Locate the line that contains "Label a point" in the entries below. Retype it and all following lines through the final one, character for character.
*** Records provided ***
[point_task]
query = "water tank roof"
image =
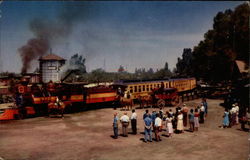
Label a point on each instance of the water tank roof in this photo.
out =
(51, 57)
*** End of Records provided ***
Solved problem ::
Label a point on each instance of the water tank roof in this photo.
out =
(51, 57)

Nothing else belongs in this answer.